> **The problem**
Nothing should be left out: output all of the entries exactly.

> **Provided material**
=======

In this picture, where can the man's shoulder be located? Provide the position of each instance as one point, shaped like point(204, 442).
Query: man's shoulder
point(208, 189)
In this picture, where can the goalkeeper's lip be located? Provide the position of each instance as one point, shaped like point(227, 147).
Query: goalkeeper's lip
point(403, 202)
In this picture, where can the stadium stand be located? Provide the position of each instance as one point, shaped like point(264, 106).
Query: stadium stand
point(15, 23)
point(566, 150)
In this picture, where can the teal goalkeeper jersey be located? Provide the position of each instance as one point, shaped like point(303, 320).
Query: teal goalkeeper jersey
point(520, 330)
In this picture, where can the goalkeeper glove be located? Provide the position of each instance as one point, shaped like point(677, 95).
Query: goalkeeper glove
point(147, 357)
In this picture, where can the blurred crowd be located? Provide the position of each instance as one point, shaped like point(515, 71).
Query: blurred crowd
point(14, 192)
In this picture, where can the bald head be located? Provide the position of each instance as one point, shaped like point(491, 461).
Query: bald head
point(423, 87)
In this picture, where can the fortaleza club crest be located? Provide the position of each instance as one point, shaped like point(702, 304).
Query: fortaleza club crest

=======

> **Expected output**
In this picture, where can the man's shoulder be located? Provide the position of each instance as one point, shaped like point(204, 442).
Query: man's shoulder
point(208, 189)
In this picture, where can the goalkeeper's lip be located? Provide the position of each instance as one point, shaped like point(227, 147).
Query: goalkeeper's lip
point(403, 202)
In this picture, where can the stadium stand be located? Provide the position of each instance as one point, shaped like point(264, 106).
Query: stadium stand
point(15, 23)
point(566, 150)
In this picture, where can the teal goalkeeper jersey be located? Provide the position of each instance as one point, shaped like point(303, 320).
Query: teal goalkeeper jersey
point(520, 330)
In this picture, where can the goalkeeper glove be located? Provide the position of each instance as one point, shaped like point(677, 95).
Query: goalkeeper glove
point(147, 357)
In this picture, where can the blurred crowd be located? Provide the position of each instance as one point, shaped like point(515, 71).
Query: blurred crowd
point(14, 192)
In this picture, where can the bald head be located? Provide the position of each instance as one point, shaped like point(491, 461).
Query: bald head
point(423, 87)
In this picture, where can the fortaleza club crest be located? Provide the position of each instance as one point, shaped like point(702, 304).
Query: fortaleza club crest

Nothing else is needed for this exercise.